EXCERPTED PASSAGE

— BEGIN —

Amy Huizenga told jurors in Anthony's capital murder trial that the two previously were close friends and that Anthony complained frequently about her parents, particularly her mother. Anthony's relationship with her mother was "strained. It was hard. Her mom was continually agitated with her," Huizenga said. "I remember she told me her mom had told her she was an unfit mother. She was extremely upset about that."

But Anthony was agitated at her mother as well, as she had to cancel plans "fairly frequently" because she had no one to watch her daughter, Huizenga testified. It was happening more frequently during the spring of 2008, Huizenga said, and the "frustration was greater."

In late June, Anthony told her that she was keeping Caylee away from her parents, as they were having marital problems and were considering divorce, and "she wanted to keep Caylee out of the drama."

But actually, by late June, Caylee was missing. The last time the little girl was seen was June 16, and she was not reported missing until July 15 by Cindy Anthony, Casey Anthony's mother.

— END —

SET EXERCISE A
Print the testimony excerpt word for word, between "In late June, Anthony" and "Casey Anthony's mother.", inclusive.

AVAILABLE DATA
— BEGIN —

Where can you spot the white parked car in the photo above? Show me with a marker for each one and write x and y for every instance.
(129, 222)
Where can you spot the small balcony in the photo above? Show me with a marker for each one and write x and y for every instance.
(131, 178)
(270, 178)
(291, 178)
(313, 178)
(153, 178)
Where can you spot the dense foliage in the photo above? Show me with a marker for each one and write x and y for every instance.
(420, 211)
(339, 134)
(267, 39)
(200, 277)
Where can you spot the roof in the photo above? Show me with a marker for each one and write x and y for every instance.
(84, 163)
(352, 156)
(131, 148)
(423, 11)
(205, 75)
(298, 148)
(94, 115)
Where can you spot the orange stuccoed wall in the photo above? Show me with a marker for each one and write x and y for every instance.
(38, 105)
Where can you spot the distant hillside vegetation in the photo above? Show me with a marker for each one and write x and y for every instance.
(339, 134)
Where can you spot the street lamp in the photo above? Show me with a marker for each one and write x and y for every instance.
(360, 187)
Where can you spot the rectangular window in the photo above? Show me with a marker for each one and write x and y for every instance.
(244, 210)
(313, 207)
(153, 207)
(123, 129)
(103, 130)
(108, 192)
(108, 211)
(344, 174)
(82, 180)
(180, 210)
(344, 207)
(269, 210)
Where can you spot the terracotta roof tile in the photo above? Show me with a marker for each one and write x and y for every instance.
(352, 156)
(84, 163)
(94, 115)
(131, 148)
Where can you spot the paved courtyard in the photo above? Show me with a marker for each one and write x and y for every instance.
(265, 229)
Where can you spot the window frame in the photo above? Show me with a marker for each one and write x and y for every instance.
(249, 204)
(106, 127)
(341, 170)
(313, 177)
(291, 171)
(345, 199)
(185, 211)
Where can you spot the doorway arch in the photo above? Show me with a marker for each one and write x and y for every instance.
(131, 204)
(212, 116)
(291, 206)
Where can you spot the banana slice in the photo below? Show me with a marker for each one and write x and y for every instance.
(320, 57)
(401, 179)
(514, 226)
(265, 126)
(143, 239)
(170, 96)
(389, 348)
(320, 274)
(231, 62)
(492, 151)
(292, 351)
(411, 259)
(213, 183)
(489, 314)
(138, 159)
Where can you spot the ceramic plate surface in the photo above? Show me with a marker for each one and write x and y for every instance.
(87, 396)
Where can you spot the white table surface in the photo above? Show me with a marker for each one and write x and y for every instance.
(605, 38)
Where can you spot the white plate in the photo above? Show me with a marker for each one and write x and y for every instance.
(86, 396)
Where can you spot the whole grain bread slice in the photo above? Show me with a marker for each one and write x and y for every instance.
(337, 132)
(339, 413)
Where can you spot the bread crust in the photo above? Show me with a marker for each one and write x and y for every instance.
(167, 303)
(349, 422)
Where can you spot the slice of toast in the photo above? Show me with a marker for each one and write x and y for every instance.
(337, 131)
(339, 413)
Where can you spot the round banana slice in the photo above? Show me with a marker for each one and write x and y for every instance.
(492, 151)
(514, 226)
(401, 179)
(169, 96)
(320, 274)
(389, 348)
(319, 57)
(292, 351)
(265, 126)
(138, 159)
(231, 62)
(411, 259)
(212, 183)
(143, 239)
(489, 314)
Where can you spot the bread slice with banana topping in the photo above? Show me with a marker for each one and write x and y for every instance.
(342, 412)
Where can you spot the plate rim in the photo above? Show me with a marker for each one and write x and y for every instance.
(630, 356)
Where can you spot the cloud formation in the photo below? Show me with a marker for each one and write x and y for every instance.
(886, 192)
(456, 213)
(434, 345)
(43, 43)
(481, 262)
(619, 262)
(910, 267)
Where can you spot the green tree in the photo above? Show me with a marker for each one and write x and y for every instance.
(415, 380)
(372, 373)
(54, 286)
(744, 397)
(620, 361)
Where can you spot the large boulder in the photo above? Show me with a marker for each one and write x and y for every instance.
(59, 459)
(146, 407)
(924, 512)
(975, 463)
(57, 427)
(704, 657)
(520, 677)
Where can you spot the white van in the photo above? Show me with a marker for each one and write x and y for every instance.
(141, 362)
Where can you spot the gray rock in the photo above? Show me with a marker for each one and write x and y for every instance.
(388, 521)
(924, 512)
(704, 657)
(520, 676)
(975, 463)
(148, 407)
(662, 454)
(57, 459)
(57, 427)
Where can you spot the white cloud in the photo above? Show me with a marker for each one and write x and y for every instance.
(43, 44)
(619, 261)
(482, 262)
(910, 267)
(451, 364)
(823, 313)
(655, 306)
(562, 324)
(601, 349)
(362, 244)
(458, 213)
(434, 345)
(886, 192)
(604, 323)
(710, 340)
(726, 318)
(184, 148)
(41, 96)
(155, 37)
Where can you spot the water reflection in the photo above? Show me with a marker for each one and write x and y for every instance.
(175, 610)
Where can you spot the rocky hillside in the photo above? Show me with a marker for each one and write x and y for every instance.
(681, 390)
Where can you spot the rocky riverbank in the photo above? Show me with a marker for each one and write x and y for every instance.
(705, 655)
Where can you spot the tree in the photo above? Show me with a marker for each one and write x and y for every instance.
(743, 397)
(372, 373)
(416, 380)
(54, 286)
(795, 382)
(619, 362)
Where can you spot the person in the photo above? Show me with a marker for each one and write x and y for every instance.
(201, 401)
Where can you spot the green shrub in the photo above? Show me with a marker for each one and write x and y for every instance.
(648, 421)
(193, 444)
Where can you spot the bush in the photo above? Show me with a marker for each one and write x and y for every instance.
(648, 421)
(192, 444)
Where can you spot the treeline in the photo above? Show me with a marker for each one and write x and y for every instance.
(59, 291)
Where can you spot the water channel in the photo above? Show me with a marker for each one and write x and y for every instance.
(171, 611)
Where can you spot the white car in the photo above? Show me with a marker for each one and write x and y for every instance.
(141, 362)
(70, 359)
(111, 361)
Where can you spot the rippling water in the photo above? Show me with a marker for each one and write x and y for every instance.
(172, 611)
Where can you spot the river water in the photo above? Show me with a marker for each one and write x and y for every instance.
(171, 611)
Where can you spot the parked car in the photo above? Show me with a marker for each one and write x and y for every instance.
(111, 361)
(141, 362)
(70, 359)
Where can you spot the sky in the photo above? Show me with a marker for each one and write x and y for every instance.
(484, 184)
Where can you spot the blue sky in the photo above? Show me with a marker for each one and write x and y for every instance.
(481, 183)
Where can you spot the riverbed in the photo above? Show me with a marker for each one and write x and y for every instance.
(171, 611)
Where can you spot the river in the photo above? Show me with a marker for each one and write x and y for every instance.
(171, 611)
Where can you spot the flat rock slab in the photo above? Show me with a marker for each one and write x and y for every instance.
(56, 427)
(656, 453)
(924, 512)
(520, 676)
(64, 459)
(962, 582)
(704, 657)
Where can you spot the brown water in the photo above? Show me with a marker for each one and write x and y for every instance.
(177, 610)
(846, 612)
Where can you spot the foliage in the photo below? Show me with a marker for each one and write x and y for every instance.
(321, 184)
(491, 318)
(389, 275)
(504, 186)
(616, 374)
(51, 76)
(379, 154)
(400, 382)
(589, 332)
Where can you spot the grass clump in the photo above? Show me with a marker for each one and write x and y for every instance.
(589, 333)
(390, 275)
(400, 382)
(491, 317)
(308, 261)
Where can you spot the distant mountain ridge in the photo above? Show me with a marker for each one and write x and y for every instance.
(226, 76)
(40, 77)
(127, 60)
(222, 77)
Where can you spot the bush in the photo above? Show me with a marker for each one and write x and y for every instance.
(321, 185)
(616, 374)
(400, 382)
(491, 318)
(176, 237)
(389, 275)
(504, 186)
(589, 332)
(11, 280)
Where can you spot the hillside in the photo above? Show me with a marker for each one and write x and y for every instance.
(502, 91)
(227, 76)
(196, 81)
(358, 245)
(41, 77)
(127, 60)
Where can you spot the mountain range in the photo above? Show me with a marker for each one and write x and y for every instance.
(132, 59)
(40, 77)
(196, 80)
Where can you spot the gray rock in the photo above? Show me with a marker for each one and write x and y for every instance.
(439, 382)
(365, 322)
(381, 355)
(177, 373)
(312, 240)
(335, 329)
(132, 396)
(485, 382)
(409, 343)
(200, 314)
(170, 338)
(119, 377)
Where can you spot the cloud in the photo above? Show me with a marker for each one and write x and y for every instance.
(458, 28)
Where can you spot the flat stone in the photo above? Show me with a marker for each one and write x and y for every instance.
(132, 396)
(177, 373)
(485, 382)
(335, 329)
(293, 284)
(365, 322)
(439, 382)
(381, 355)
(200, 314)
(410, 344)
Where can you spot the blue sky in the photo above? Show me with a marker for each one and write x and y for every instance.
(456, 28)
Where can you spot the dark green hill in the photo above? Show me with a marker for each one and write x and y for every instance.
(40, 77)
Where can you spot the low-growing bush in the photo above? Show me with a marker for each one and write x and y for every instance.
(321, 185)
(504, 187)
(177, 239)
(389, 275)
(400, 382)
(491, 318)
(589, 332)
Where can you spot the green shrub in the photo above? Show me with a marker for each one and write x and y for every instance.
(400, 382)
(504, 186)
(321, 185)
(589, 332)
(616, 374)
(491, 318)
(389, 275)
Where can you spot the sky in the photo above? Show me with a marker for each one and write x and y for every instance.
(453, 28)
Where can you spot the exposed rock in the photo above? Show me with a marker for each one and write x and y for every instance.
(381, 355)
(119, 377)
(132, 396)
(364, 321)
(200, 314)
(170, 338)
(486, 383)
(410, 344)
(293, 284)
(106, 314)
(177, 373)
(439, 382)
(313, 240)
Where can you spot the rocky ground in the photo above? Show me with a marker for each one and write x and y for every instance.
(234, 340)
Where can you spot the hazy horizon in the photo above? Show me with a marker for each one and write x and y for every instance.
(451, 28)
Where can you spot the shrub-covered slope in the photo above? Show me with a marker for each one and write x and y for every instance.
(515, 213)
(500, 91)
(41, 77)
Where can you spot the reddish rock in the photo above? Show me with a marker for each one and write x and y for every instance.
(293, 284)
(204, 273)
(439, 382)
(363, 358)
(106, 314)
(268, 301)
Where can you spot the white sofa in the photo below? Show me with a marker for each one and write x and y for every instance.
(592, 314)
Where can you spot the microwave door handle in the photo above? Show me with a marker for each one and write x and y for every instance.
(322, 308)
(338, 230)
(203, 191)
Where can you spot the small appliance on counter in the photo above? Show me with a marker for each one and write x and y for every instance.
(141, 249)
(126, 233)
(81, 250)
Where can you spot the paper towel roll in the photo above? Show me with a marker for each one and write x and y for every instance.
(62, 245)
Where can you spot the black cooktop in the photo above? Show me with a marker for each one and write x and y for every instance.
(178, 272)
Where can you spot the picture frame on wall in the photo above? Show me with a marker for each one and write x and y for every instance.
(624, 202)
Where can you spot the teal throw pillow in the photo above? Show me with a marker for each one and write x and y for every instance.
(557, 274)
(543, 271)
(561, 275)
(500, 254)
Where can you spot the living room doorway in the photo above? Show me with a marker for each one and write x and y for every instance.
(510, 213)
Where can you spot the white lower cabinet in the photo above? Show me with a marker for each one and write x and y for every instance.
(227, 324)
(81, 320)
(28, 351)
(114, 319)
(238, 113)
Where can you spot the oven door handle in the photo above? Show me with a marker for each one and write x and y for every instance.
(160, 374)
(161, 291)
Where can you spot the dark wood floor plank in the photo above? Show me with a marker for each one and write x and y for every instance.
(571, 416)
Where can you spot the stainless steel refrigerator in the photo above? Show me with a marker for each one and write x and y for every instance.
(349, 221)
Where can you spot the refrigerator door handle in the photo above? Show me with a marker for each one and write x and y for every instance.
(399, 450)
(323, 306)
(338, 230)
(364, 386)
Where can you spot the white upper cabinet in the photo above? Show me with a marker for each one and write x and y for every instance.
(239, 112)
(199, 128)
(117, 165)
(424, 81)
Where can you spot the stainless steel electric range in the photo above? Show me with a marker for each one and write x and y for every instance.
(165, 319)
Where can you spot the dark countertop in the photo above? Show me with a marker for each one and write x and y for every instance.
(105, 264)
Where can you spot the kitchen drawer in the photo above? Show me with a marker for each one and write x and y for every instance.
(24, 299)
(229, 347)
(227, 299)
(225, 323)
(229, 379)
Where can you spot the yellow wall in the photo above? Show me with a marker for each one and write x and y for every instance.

— END —

SET EXERCISE B
Return every line in the records that contains the string "surface", matching case exactly.

FINISHED ANSWER A
In late June, Anthony told her that she was keeping Caylee away from her parents, as they were having marital problems and were considering divorce, and "she wanted to keep Caylee out of the drama."

But actually, by late June, Caylee was missing. The last time the little girl was seen was June 16, and she was not reported missing until July 15 by Cindy Anthony, Casey Anthony's mother.

FINISHED ANSWER B
Where can you spot the ceramic plate surface in the photo above? Show me with a marker for each one and write x and y for every instance.
Where can you spot the white table surface in the photo above? Show me with a marker for each one and write x and y for every instance.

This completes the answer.